◆ **Record excerpts**:
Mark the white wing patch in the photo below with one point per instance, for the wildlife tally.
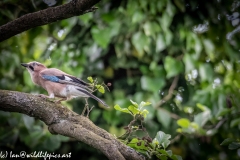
(67, 78)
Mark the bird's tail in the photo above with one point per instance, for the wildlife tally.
(92, 96)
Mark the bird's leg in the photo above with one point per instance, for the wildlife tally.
(51, 96)
(60, 100)
(86, 107)
(89, 110)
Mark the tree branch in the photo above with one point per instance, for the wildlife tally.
(61, 120)
(46, 16)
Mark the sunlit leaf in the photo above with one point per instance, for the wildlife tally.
(117, 107)
(143, 104)
(134, 103)
(183, 122)
(90, 79)
(164, 117)
(163, 138)
(227, 141)
(234, 145)
(144, 113)
(235, 122)
(133, 110)
(152, 84)
(172, 66)
(100, 88)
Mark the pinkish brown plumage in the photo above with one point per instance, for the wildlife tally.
(58, 83)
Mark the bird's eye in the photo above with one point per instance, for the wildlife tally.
(31, 68)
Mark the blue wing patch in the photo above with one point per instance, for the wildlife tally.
(51, 78)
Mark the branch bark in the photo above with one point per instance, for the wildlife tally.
(61, 120)
(46, 16)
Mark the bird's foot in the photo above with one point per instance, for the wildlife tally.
(60, 100)
(43, 96)
(46, 97)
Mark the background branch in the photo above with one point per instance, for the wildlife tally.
(61, 120)
(46, 16)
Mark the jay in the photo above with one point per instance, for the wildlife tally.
(58, 83)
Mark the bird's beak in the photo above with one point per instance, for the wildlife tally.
(24, 64)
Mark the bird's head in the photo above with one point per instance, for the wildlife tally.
(33, 67)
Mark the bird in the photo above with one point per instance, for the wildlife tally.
(58, 83)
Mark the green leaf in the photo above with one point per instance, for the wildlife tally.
(183, 122)
(28, 121)
(117, 107)
(206, 72)
(150, 28)
(90, 79)
(101, 36)
(134, 103)
(160, 43)
(172, 66)
(189, 62)
(235, 122)
(223, 111)
(234, 145)
(100, 88)
(141, 43)
(137, 16)
(227, 141)
(202, 107)
(152, 84)
(144, 113)
(133, 110)
(168, 153)
(163, 138)
(202, 118)
(176, 157)
(162, 157)
(164, 117)
(143, 104)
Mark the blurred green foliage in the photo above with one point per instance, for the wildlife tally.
(156, 51)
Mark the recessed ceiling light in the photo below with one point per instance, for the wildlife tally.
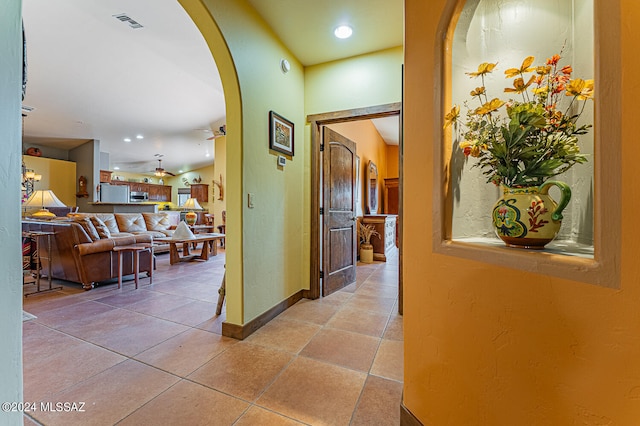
(343, 31)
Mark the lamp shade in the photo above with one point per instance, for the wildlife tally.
(43, 198)
(192, 204)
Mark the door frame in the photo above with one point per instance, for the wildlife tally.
(317, 121)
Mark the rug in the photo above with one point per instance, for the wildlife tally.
(26, 316)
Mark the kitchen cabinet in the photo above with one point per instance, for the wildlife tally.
(156, 192)
(200, 191)
(159, 192)
(391, 196)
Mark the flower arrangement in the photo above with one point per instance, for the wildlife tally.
(536, 140)
(365, 232)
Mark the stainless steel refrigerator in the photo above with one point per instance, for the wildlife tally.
(114, 193)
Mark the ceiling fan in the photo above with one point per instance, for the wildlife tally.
(160, 172)
(222, 131)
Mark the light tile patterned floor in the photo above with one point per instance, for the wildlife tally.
(156, 356)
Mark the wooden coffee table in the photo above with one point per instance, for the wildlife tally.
(205, 239)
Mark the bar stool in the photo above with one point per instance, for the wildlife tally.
(135, 250)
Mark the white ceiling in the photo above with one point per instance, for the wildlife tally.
(91, 76)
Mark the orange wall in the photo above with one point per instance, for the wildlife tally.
(392, 161)
(370, 147)
(487, 345)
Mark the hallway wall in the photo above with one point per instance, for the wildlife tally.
(10, 249)
(497, 346)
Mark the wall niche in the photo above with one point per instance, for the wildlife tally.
(506, 32)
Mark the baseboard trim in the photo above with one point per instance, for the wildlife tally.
(241, 332)
(407, 418)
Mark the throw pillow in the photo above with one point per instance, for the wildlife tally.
(156, 221)
(88, 227)
(101, 227)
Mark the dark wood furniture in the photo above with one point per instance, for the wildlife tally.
(174, 256)
(200, 191)
(386, 226)
(156, 192)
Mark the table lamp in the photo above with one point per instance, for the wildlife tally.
(43, 198)
(191, 204)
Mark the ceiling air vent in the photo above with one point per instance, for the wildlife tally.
(123, 17)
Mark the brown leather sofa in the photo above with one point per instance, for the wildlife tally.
(83, 252)
(76, 257)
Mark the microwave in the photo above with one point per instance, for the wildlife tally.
(138, 197)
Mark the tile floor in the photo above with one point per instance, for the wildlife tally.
(155, 356)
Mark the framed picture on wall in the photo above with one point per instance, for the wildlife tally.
(280, 134)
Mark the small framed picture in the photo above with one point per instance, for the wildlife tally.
(280, 134)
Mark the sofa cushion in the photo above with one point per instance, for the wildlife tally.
(88, 227)
(108, 219)
(156, 221)
(101, 227)
(131, 222)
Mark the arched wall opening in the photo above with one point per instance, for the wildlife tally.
(233, 245)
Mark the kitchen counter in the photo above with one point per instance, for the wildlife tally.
(99, 207)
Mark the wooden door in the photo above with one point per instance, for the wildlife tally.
(339, 229)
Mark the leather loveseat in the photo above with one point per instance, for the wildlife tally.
(82, 248)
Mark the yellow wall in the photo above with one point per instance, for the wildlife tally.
(220, 170)
(369, 147)
(494, 346)
(269, 243)
(393, 161)
(361, 81)
(57, 175)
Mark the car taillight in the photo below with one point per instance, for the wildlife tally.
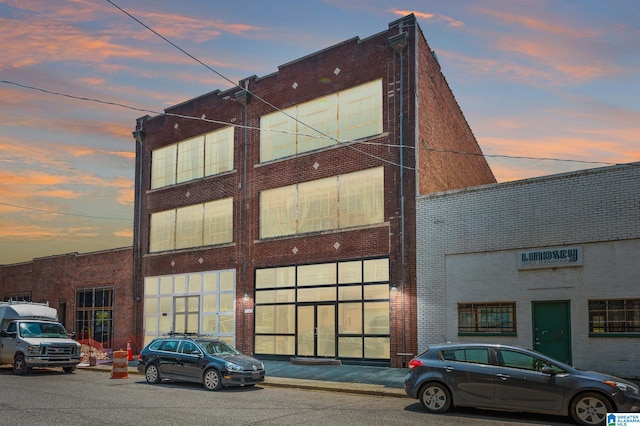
(415, 363)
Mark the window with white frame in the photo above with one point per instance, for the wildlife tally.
(614, 316)
(487, 318)
(347, 115)
(192, 226)
(200, 302)
(353, 199)
(194, 158)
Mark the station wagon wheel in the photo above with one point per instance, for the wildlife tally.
(435, 397)
(590, 409)
(212, 379)
(19, 365)
(152, 374)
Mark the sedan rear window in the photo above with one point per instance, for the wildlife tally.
(475, 355)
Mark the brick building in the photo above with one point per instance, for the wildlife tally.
(280, 215)
(93, 292)
(548, 263)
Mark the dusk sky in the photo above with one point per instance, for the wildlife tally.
(542, 79)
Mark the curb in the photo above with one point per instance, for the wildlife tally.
(318, 385)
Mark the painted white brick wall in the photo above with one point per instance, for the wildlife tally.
(467, 242)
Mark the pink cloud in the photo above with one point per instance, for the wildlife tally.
(429, 17)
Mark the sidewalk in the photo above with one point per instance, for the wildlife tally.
(381, 381)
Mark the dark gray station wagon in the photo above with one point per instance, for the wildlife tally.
(204, 360)
(515, 379)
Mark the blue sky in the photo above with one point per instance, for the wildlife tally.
(534, 78)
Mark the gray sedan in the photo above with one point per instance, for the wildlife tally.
(511, 378)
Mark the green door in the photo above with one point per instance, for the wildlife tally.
(552, 329)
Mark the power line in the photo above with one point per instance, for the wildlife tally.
(248, 91)
(425, 146)
(64, 214)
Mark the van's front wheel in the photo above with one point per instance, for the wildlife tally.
(19, 365)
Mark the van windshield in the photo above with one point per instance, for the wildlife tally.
(41, 329)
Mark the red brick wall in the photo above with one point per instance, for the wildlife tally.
(442, 127)
(55, 279)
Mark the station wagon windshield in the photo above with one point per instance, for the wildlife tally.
(217, 348)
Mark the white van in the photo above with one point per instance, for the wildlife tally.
(31, 336)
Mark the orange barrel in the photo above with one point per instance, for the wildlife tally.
(120, 367)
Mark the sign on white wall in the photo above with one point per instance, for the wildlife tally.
(553, 257)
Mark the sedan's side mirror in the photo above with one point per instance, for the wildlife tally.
(548, 370)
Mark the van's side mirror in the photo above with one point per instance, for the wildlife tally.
(548, 370)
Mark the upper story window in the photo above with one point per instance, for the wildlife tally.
(192, 226)
(350, 114)
(352, 199)
(194, 158)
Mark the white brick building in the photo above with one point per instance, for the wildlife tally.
(577, 300)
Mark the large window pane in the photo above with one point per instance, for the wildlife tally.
(350, 272)
(376, 270)
(351, 292)
(317, 205)
(278, 134)
(219, 151)
(377, 347)
(350, 318)
(360, 111)
(317, 123)
(190, 159)
(276, 277)
(318, 274)
(362, 198)
(354, 199)
(218, 222)
(376, 317)
(350, 347)
(189, 226)
(275, 296)
(278, 212)
(347, 115)
(163, 167)
(162, 231)
(317, 294)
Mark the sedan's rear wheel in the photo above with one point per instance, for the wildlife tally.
(212, 379)
(152, 374)
(435, 398)
(590, 409)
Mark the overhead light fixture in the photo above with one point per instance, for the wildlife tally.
(394, 291)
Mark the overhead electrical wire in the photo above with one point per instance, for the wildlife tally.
(425, 146)
(246, 89)
(63, 213)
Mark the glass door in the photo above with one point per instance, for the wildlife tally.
(316, 336)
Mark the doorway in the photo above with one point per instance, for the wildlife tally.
(316, 334)
(552, 329)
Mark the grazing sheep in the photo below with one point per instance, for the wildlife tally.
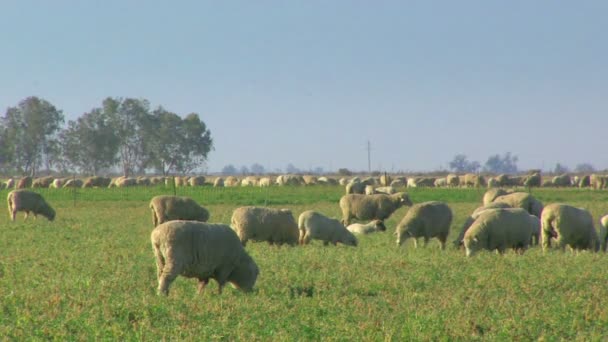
(203, 251)
(314, 225)
(265, 224)
(73, 183)
(218, 182)
(25, 182)
(562, 180)
(603, 232)
(522, 200)
(427, 220)
(453, 180)
(369, 207)
(354, 187)
(569, 226)
(196, 181)
(96, 182)
(490, 195)
(42, 182)
(30, 202)
(499, 229)
(533, 180)
(368, 228)
(166, 208)
(469, 221)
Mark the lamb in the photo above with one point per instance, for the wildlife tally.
(265, 224)
(603, 232)
(314, 225)
(469, 221)
(203, 251)
(369, 207)
(569, 226)
(499, 229)
(522, 200)
(166, 208)
(427, 220)
(28, 201)
(492, 194)
(368, 228)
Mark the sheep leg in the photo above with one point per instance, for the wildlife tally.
(201, 284)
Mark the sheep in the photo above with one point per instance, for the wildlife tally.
(499, 229)
(569, 226)
(28, 201)
(314, 225)
(603, 232)
(166, 208)
(369, 207)
(196, 181)
(490, 195)
(469, 221)
(265, 224)
(522, 200)
(368, 228)
(203, 251)
(96, 182)
(218, 182)
(453, 180)
(24, 183)
(42, 182)
(427, 220)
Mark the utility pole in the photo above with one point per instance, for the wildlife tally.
(369, 158)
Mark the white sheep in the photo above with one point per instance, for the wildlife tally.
(265, 224)
(569, 226)
(315, 226)
(29, 202)
(499, 229)
(603, 232)
(369, 207)
(368, 228)
(203, 251)
(426, 220)
(166, 208)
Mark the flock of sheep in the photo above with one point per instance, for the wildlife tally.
(185, 244)
(354, 185)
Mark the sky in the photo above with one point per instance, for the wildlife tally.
(311, 82)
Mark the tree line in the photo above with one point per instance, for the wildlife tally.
(122, 133)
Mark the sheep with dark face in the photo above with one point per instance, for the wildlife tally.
(203, 251)
(368, 228)
(569, 226)
(29, 202)
(427, 220)
(370, 207)
(166, 208)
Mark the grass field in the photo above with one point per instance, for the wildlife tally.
(90, 275)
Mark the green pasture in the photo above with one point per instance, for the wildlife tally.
(90, 275)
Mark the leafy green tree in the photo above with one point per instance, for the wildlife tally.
(128, 117)
(30, 134)
(89, 144)
(175, 144)
(505, 164)
(461, 164)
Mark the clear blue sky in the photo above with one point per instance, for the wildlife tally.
(310, 82)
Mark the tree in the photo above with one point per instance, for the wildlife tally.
(505, 164)
(560, 169)
(584, 168)
(229, 170)
(30, 134)
(257, 169)
(462, 165)
(89, 144)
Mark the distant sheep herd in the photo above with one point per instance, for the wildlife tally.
(185, 244)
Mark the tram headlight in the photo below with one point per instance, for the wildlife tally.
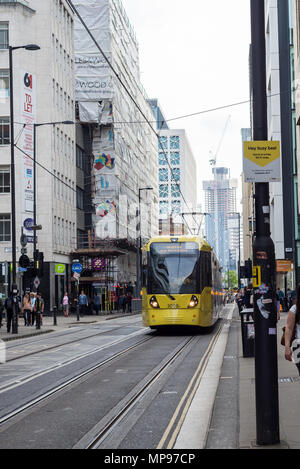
(154, 302)
(193, 302)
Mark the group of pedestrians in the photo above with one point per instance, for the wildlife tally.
(31, 307)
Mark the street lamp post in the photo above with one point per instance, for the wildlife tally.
(31, 47)
(67, 122)
(139, 247)
(265, 315)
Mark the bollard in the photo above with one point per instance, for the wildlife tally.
(54, 316)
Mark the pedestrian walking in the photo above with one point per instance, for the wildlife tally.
(39, 309)
(26, 309)
(8, 305)
(66, 304)
(33, 300)
(83, 303)
(129, 302)
(97, 303)
(292, 331)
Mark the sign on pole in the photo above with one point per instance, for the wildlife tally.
(261, 162)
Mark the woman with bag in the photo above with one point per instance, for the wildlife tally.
(292, 329)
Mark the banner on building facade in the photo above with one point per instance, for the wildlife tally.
(261, 162)
(27, 117)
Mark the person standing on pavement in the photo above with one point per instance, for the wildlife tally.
(97, 303)
(292, 322)
(66, 303)
(39, 308)
(8, 305)
(1, 311)
(83, 303)
(27, 309)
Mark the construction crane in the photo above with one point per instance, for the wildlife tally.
(213, 159)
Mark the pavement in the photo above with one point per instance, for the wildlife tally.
(62, 322)
(227, 393)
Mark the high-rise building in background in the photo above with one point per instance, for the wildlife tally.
(222, 226)
(43, 93)
(118, 147)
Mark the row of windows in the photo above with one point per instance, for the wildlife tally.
(164, 175)
(164, 190)
(165, 210)
(64, 188)
(4, 227)
(174, 158)
(173, 142)
(63, 232)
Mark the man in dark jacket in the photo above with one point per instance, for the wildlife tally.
(8, 305)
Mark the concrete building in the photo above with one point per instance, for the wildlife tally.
(117, 144)
(43, 93)
(220, 205)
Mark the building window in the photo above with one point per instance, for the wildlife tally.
(79, 198)
(175, 192)
(174, 143)
(176, 174)
(4, 36)
(163, 143)
(163, 190)
(4, 131)
(4, 227)
(163, 207)
(162, 159)
(176, 206)
(175, 158)
(163, 175)
(4, 85)
(4, 181)
(79, 158)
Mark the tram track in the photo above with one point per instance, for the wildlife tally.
(95, 438)
(53, 347)
(55, 390)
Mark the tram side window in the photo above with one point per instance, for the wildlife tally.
(205, 270)
(144, 269)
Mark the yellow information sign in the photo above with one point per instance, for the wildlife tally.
(256, 276)
(262, 161)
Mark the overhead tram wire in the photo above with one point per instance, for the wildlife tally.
(128, 93)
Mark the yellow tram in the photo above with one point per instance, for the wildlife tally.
(182, 282)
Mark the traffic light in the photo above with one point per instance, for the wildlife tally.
(248, 268)
(39, 263)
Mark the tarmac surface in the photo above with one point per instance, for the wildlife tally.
(232, 419)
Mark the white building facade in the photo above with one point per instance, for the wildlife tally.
(124, 147)
(43, 93)
(177, 178)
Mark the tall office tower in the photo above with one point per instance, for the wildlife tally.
(116, 142)
(43, 93)
(177, 179)
(220, 206)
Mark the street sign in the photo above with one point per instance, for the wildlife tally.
(36, 282)
(262, 161)
(77, 268)
(60, 269)
(256, 269)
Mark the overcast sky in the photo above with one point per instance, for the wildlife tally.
(194, 57)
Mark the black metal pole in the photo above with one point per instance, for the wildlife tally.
(34, 193)
(13, 194)
(265, 308)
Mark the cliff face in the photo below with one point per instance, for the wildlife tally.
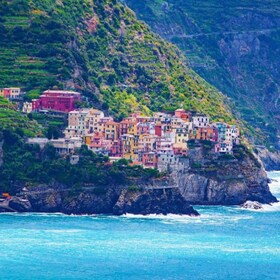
(271, 160)
(112, 200)
(224, 181)
(235, 46)
(1, 152)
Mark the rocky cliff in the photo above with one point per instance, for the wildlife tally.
(1, 153)
(271, 160)
(234, 45)
(223, 181)
(112, 200)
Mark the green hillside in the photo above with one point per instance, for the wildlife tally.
(235, 45)
(101, 49)
(14, 120)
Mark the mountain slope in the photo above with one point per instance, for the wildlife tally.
(235, 45)
(12, 119)
(99, 48)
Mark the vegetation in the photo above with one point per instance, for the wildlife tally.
(101, 49)
(28, 165)
(14, 120)
(234, 46)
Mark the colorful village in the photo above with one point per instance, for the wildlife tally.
(157, 141)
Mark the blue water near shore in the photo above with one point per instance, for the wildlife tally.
(223, 243)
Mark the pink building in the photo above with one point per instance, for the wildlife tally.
(56, 100)
(150, 159)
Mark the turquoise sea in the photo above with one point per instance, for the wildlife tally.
(223, 243)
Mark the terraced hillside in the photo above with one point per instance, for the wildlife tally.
(235, 45)
(14, 120)
(99, 48)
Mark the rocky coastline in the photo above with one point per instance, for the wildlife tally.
(199, 179)
(141, 200)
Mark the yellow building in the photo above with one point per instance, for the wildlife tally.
(111, 130)
(132, 128)
(128, 147)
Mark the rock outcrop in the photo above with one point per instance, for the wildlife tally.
(161, 201)
(271, 160)
(1, 152)
(254, 205)
(224, 181)
(115, 201)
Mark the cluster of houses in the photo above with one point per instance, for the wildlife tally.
(155, 142)
(11, 93)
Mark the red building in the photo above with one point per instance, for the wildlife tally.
(56, 100)
(150, 160)
(158, 129)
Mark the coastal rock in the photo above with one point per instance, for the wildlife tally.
(225, 182)
(116, 201)
(19, 204)
(252, 205)
(157, 201)
(1, 152)
(271, 160)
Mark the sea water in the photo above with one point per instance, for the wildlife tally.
(223, 243)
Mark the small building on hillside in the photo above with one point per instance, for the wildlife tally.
(42, 142)
(27, 107)
(67, 146)
(200, 120)
(56, 100)
(10, 93)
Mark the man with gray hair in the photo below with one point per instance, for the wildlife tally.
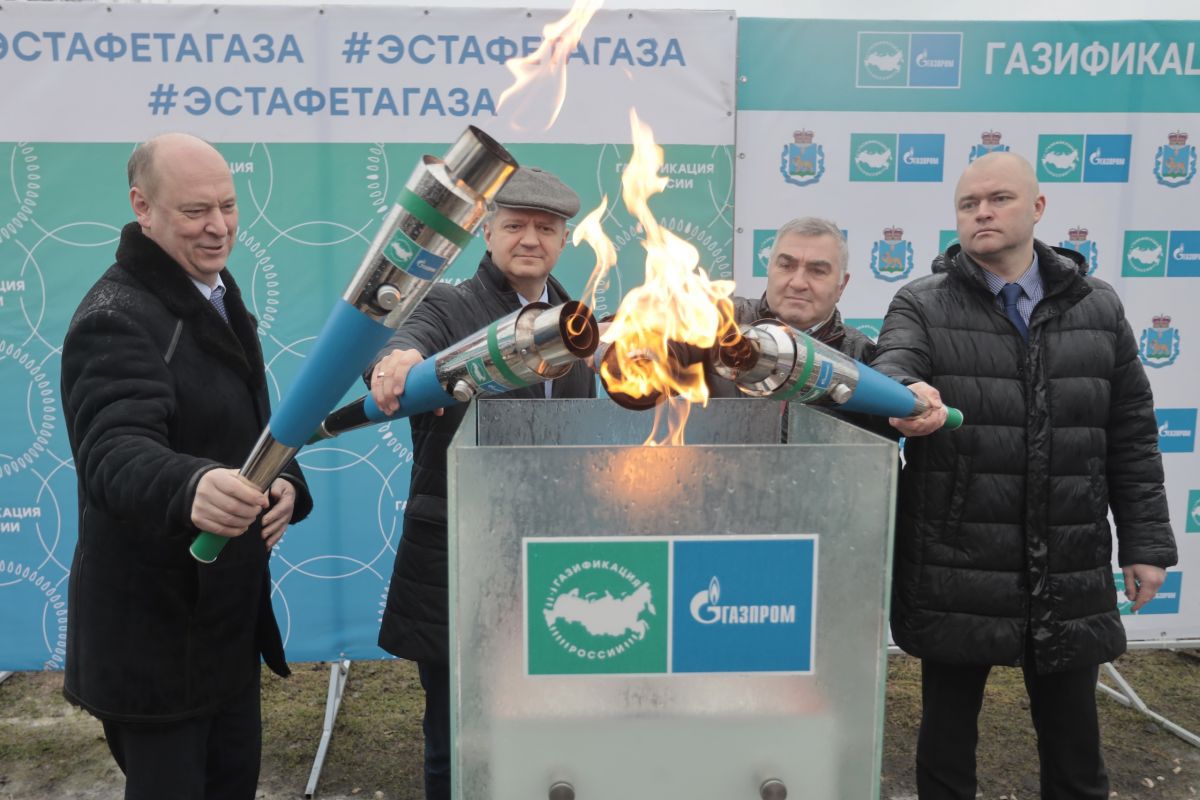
(165, 392)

◆ **Directive**: Copy out exactly the lines between the line that contains "Mark the cluster" and the last line of the records, both ends included; leave out every picture.

◆ **Task response**:
Mark the cluster of houses in the photo above with one point per instance, for the wildlife tally.
(155, 142)
(11, 93)
Mark the red building in the photo above with one point per instance, for the wildlife tally.
(56, 100)
(150, 160)
(158, 129)
Mark the coastal rock in the photo above with one point per instance, for the wildlife tally.
(225, 182)
(116, 201)
(19, 204)
(252, 205)
(157, 201)
(1, 152)
(271, 160)
Mark the sea water in the photo above with one point per instance, for the wildlife tally.
(223, 243)
Mark the small building on hillside in the photo above with one point per instance, for the wildlife tally.
(42, 142)
(27, 107)
(67, 146)
(200, 120)
(56, 100)
(10, 93)
Mark the man with gray hair in the photo below with one point per instance, for the wildlife tally.
(165, 392)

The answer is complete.